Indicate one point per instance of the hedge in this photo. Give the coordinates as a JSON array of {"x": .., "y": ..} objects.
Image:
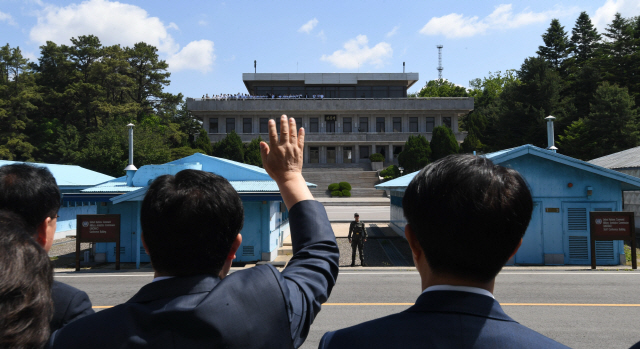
[{"x": 345, "y": 186}]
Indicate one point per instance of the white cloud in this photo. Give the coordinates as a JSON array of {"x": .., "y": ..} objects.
[
  {"x": 393, "y": 31},
  {"x": 322, "y": 36},
  {"x": 197, "y": 55},
  {"x": 6, "y": 17},
  {"x": 308, "y": 27},
  {"x": 604, "y": 15},
  {"x": 357, "y": 53},
  {"x": 118, "y": 23},
  {"x": 456, "y": 25}
]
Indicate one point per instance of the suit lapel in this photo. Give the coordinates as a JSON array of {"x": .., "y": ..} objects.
[
  {"x": 175, "y": 287},
  {"x": 461, "y": 303}
]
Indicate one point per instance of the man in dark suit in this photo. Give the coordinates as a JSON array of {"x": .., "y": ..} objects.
[
  {"x": 465, "y": 218},
  {"x": 190, "y": 225},
  {"x": 32, "y": 193}
]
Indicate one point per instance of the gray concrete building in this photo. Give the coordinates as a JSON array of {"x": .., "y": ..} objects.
[{"x": 347, "y": 117}]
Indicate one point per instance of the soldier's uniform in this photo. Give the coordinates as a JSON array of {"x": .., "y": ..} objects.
[{"x": 357, "y": 235}]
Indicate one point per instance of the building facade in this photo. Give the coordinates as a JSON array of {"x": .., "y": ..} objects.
[{"x": 347, "y": 117}]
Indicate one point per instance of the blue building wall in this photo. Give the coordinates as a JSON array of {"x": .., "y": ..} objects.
[{"x": 555, "y": 238}]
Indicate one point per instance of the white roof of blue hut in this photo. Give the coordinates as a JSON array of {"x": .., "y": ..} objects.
[
  {"x": 69, "y": 176},
  {"x": 627, "y": 182}
]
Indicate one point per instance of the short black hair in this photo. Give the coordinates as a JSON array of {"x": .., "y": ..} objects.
[
  {"x": 189, "y": 222},
  {"x": 30, "y": 191},
  {"x": 468, "y": 215},
  {"x": 26, "y": 276}
]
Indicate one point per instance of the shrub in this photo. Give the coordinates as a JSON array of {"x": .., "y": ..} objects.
[
  {"x": 345, "y": 186},
  {"x": 390, "y": 172},
  {"x": 376, "y": 157}
]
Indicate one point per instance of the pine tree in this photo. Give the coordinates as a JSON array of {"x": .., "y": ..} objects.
[
  {"x": 415, "y": 154},
  {"x": 556, "y": 45},
  {"x": 443, "y": 142}
]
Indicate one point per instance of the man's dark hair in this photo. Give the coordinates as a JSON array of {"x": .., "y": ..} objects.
[
  {"x": 468, "y": 215},
  {"x": 30, "y": 191},
  {"x": 26, "y": 276},
  {"x": 189, "y": 222}
]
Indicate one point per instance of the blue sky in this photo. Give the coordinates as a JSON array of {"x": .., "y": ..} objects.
[{"x": 209, "y": 44}]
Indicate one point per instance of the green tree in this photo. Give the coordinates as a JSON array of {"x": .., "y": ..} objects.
[
  {"x": 415, "y": 154},
  {"x": 584, "y": 39},
  {"x": 252, "y": 152},
  {"x": 443, "y": 142},
  {"x": 230, "y": 147},
  {"x": 203, "y": 142},
  {"x": 556, "y": 45},
  {"x": 442, "y": 88}
]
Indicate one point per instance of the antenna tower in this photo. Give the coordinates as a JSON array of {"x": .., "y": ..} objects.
[{"x": 440, "y": 61}]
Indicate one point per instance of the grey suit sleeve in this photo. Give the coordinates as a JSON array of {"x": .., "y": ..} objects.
[{"x": 313, "y": 270}]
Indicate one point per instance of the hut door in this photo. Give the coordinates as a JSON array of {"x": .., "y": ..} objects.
[{"x": 531, "y": 251}]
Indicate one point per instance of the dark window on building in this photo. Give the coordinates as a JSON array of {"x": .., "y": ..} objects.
[
  {"x": 363, "y": 92},
  {"x": 380, "y": 92},
  {"x": 430, "y": 124},
  {"x": 364, "y": 152},
  {"x": 380, "y": 124},
  {"x": 213, "y": 125},
  {"x": 397, "y": 124},
  {"x": 264, "y": 125},
  {"x": 231, "y": 124},
  {"x": 314, "y": 155},
  {"x": 346, "y": 124},
  {"x": 246, "y": 125},
  {"x": 397, "y": 149},
  {"x": 364, "y": 125},
  {"x": 413, "y": 124},
  {"x": 396, "y": 92}
]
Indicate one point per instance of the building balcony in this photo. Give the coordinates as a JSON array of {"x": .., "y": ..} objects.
[{"x": 340, "y": 138}]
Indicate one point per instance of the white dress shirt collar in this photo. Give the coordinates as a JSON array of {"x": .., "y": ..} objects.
[{"x": 470, "y": 289}]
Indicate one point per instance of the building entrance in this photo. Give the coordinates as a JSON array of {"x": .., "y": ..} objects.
[
  {"x": 331, "y": 155},
  {"x": 347, "y": 155}
]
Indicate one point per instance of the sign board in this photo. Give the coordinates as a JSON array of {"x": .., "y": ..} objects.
[
  {"x": 98, "y": 228},
  {"x": 608, "y": 226}
]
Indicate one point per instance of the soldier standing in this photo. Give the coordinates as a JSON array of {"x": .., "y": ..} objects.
[{"x": 357, "y": 240}]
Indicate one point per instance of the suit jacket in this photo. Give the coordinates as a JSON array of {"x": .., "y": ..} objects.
[
  {"x": 69, "y": 304},
  {"x": 442, "y": 319},
  {"x": 258, "y": 307}
]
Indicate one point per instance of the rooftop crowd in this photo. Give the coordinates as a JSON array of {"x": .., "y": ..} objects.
[
  {"x": 466, "y": 217},
  {"x": 247, "y": 96}
]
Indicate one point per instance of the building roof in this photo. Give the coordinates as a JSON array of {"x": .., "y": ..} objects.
[
  {"x": 400, "y": 79},
  {"x": 628, "y": 182},
  {"x": 69, "y": 176},
  {"x": 625, "y": 159}
]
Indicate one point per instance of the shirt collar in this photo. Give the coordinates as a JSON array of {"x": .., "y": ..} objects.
[
  {"x": 470, "y": 289},
  {"x": 160, "y": 278}
]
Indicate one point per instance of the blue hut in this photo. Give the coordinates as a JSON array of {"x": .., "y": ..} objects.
[
  {"x": 564, "y": 191},
  {"x": 266, "y": 217},
  {"x": 71, "y": 179}
]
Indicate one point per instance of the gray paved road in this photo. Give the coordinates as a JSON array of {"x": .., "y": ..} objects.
[
  {"x": 367, "y": 213},
  {"x": 575, "y": 326}
]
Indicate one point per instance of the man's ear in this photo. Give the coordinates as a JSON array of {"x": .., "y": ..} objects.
[
  {"x": 516, "y": 249},
  {"x": 414, "y": 244}
]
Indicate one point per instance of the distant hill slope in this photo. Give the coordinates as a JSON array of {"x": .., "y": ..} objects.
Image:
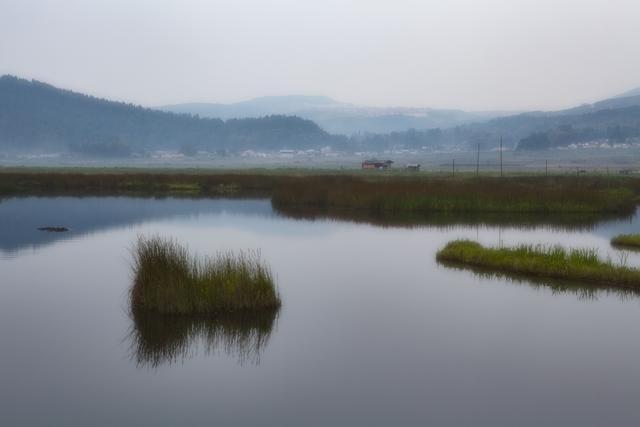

• **Aim of the task**: Reproduce the whole listing above with "Indicate" swapped for "Mark" wherever it occurs, changing nothing else. Leave the pictures out.

• **Complete output**:
Mark one point per instance of the hedge in this photo. Give the coordinates as a JSON array of {"x": .., "y": ..} objects.
Image:
[{"x": 345, "y": 186}]
Mark one point per instance of the white cloud in this photo. Give the coordinates as a JSON array of {"x": .., "y": ..} objects.
[
  {"x": 393, "y": 31},
  {"x": 322, "y": 36},
  {"x": 197, "y": 55},
  {"x": 6, "y": 17},
  {"x": 308, "y": 27},
  {"x": 604, "y": 15},
  {"x": 357, "y": 53},
  {"x": 118, "y": 23},
  {"x": 456, "y": 25}
]
Mark one point per instance of the suit lapel in this photo. Give the coordinates as a JSON array of {"x": .., "y": ..} objects.
[
  {"x": 175, "y": 287},
  {"x": 461, "y": 303}
]
Mark one point per instance of the man in dark suit in this photo. Give the coordinates as a JSON array of {"x": .., "y": ..} objects.
[
  {"x": 465, "y": 218},
  {"x": 190, "y": 225},
  {"x": 32, "y": 193}
]
Mark one point per instance of the gray concrete building in this photo. Give the coordinates as a JSON array of {"x": .., "y": ..} objects.
[{"x": 347, "y": 117}]
Mark one point per instance of the soldier's uniform in this photo. Give the coordinates as a JSON array of {"x": .., "y": ..} objects.
[{"x": 357, "y": 235}]
Mark one point per instance of the building facade in this photo. Give the coordinates as a JSON array of {"x": .., "y": ..} objects.
[{"x": 347, "y": 117}]
Mark one point per instance of the blue building wall in this photo. Give the coordinates as a JSON array of {"x": .., "y": ..} objects.
[{"x": 555, "y": 238}]
Mark one point per instance of the white roof of blue hut in this photo. Give the coordinates as a JSON array of {"x": .., "y": ..} objects.
[
  {"x": 69, "y": 176},
  {"x": 627, "y": 182}
]
Mark one point per instance of the short black hair in this photo. Give the coordinates as a JSON array of {"x": .., "y": ..} objects.
[
  {"x": 189, "y": 222},
  {"x": 30, "y": 191},
  {"x": 468, "y": 215},
  {"x": 26, "y": 276}
]
Mark one point per instance of the shrub in this photo. Give the coordinates as a JSON array of {"x": .., "y": ..} objects.
[
  {"x": 345, "y": 186},
  {"x": 390, "y": 172},
  {"x": 376, "y": 157}
]
Mark one point per instance of the pine tree in this photo. Give the coordinates as a JSON array of {"x": .., "y": ..} objects.
[
  {"x": 415, "y": 154},
  {"x": 556, "y": 45},
  {"x": 443, "y": 142}
]
Mark one point per instance of the man's dark hair in this photo. Give the coordinates as a JSON array of {"x": .., "y": ..} objects.
[
  {"x": 468, "y": 215},
  {"x": 30, "y": 191},
  {"x": 26, "y": 276},
  {"x": 189, "y": 222}
]
Mark one point per instance of the blue sky in this photo. Give the coordinates as a JSON array of {"x": .., "y": ..} objects.
[{"x": 209, "y": 44}]
Mark one point per instance of the green tree in this photo. Give the coordinates as a JSON array of {"x": .., "y": ..} objects.
[
  {"x": 415, "y": 154},
  {"x": 584, "y": 39},
  {"x": 252, "y": 152},
  {"x": 443, "y": 142},
  {"x": 230, "y": 147},
  {"x": 203, "y": 142},
  {"x": 556, "y": 45},
  {"x": 442, "y": 88}
]
Mark one point per instance of the antenna tower in this photo. Give the coordinates as a JSON array of {"x": .., "y": ..} objects.
[{"x": 440, "y": 61}]
Mark one point per instance of the grey suit sleeve in this photo. Give the coordinates as a JSON array of {"x": .., "y": ..} objects.
[{"x": 313, "y": 270}]
Mark one point per instance of the hut door in this photo. Give the coordinates as a JSON array of {"x": .., "y": ..} objects.
[{"x": 531, "y": 251}]
Mark one point per instance of the dark window on building in this photo. Give the coordinates as a JSON array of {"x": .., "y": ..} objects.
[
  {"x": 363, "y": 92},
  {"x": 380, "y": 92},
  {"x": 430, "y": 124},
  {"x": 364, "y": 152},
  {"x": 380, "y": 124},
  {"x": 213, "y": 125},
  {"x": 397, "y": 124},
  {"x": 264, "y": 125},
  {"x": 231, "y": 124},
  {"x": 314, "y": 155},
  {"x": 346, "y": 124},
  {"x": 246, "y": 125},
  {"x": 397, "y": 149},
  {"x": 364, "y": 125},
  {"x": 413, "y": 124},
  {"x": 396, "y": 92}
]
Mark one point per instance of the building balcony in this photo. Give the coordinates as a JSON array of {"x": .., "y": ..} objects.
[{"x": 340, "y": 138}]
Mark one point per instance of the white dress shirt collar in this photo. Give the coordinates as a JSON array of {"x": .., "y": ..} objects.
[{"x": 470, "y": 289}]
Mark one point per instance of the building entrance in this photo. Give the coordinates as a JSON array of {"x": .., "y": ..} objects.
[
  {"x": 331, "y": 155},
  {"x": 347, "y": 155}
]
Mark one point per instance of the sign board in this photo. Give the coordinates as a JSON array of {"x": .., "y": ..} objects.
[
  {"x": 98, "y": 228},
  {"x": 608, "y": 226}
]
Mark one point per instance of the soldier standing in this photo. Give the coordinates as a JSON array of {"x": .., "y": ..} objects.
[{"x": 357, "y": 240}]
Mark one point per instance of the suit jacket in this photo. Give the coordinates as a JSON array of {"x": .., "y": ..} objects.
[
  {"x": 69, "y": 304},
  {"x": 442, "y": 319},
  {"x": 258, "y": 307}
]
Mark one point per instance of the rooftop crowd in this photo. Give the coordinates as a JSON array of {"x": .., "y": ..} objects.
[
  {"x": 466, "y": 217},
  {"x": 247, "y": 96}
]
Mark one point per instance of the building roof in this photo. Give the coordinates as a JSON array of {"x": .., "y": ..} objects.
[
  {"x": 400, "y": 79},
  {"x": 628, "y": 182},
  {"x": 69, "y": 176},
  {"x": 625, "y": 159}
]
Mark one point per instance of the shirt collar in this photo. Give the coordinates as a JSON array of {"x": .., "y": ..} objects.
[
  {"x": 470, "y": 289},
  {"x": 160, "y": 278}
]
Mark one point per instance of the blue hut in this photo. Give the coordinates as a JSON array of {"x": .., "y": ..} objects.
[
  {"x": 564, "y": 191},
  {"x": 266, "y": 217},
  {"x": 71, "y": 179}
]
Mark one point per instance of the gray paved road in this photo. Give the coordinates as a JSON array of {"x": .., "y": ..} objects.
[
  {"x": 367, "y": 213},
  {"x": 575, "y": 326}
]
Mark one point per instance of the man's ear in this photo. Give the coordinates as a JSON array of {"x": .., "y": ..} objects.
[
  {"x": 516, "y": 249},
  {"x": 414, "y": 244}
]
Mark one point per instance of the distant hill slope in this photo. Give the coordinates as a JSON array of {"x": .., "y": ..} objects.
Image:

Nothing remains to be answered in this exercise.